• Problems to work on
1/ Please explain why the opinion piece on British bureaucrats says NHS managers are "going way beyond the law."
2/ From the opinion piece on British bureaucrats, print the part that opens with the words containing "As psychiatric patients" and closes with "thrown off mountains’.".
(Text for analysis begins)
You might think there’s nothing wrong with alarms blaring out threats when smoking is the biggest cause of preventable death. But then it’s not illegal to smoke in hospital grounds or any other open space. NHS managers are going way beyond the law and not thinking about the likely effects on the mentally ill of having flowerbeds shout at them when they do it.
Their hectoring is hardly novel. Last week, we had example after example of British bureaucrats, grown fat on extra powers and extra funds, using an ever-more audacious authoritarianism to hide their manifold shortcomings.
As psychiatric patients were fleeing from talking begonias, the Metropolitan Police threatened to use anti-terrorist legislation against climate-change protesters at Heathrow, even though the demonstrators were not, in fact, terrorists. A few days earlier, the West Midlands Police and Crown Prosecution Service had referred Channel 4 to the media regulator, Ofcom, for exposing Islamists who preached hatred of unbelievers and called for homosexuals ‘to be thrown off mountains’.
(Text for analysis ends)
(Data shown begins)
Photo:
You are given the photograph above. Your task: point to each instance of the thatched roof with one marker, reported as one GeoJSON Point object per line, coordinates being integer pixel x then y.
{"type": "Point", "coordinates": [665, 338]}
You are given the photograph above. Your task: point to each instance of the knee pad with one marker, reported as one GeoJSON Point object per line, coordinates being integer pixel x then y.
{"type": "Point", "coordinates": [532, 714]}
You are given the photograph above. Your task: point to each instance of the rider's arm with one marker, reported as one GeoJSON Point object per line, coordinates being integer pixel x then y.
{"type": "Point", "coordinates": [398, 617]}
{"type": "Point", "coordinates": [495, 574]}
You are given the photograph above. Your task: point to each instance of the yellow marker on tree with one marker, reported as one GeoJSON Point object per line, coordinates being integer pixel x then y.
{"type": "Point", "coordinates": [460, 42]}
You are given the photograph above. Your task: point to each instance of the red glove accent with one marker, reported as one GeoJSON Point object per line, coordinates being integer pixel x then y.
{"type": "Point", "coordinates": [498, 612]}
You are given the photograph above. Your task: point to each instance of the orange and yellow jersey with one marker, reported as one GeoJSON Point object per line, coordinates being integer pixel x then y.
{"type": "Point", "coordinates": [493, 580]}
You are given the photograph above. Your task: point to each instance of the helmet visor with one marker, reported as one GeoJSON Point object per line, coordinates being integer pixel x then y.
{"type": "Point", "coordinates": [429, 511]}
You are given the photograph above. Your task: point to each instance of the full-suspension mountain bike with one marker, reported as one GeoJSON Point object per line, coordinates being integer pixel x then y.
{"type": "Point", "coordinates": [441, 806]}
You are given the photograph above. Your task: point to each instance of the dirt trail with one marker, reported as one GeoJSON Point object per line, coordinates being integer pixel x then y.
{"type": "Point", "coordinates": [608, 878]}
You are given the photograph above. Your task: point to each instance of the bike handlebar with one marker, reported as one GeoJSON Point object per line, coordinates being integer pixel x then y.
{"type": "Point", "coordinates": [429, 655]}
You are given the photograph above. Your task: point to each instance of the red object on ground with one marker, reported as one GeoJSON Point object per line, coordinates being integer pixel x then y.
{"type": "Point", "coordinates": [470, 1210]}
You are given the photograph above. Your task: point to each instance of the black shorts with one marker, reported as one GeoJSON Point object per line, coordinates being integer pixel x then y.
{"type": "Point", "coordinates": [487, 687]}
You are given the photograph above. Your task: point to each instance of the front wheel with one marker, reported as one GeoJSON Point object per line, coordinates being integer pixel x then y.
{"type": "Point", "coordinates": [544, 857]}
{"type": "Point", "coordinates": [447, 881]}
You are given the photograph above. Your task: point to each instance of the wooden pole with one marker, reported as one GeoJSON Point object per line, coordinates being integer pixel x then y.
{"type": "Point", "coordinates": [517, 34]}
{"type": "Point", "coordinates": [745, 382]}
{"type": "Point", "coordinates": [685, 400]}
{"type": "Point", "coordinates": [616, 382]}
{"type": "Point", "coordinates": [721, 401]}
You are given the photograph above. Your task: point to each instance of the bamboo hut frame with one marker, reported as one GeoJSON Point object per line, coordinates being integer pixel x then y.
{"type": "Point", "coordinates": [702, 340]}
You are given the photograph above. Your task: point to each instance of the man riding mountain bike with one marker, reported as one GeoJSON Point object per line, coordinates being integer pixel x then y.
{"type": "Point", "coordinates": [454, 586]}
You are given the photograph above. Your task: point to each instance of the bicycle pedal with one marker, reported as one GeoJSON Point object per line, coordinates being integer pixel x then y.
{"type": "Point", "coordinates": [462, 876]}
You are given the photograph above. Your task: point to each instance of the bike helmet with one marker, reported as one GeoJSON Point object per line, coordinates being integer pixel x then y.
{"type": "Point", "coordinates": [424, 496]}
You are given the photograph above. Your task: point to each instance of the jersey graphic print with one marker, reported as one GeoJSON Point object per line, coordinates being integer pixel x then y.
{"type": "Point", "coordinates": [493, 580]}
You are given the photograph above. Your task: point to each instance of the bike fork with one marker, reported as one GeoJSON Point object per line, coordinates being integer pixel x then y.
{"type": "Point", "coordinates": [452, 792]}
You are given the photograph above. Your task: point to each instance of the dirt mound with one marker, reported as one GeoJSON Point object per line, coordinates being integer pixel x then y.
(Data shown ends)
• Solved tasks
1/ It is not illegal to smoke in hospital grounds or any other open space. Even so, NHS managers are having alarms blare out threats at people who smoke there.

2/
As psychiatric patients were fleeing from talking begonias, the Metropolitan Police threatened to use anti-terrorist legislation against climate-change protesters at Heathrow, even though the demonstrators were not, in fact, terrorists. A few days earlier, the West Midlands Police and Crown Prosecution Service had referred Channel 4 to the media regulator, Ofcom, for exposing Islamists who preached hatred of unbelievers and called for homosexuals ‘to be thrown off mountains’.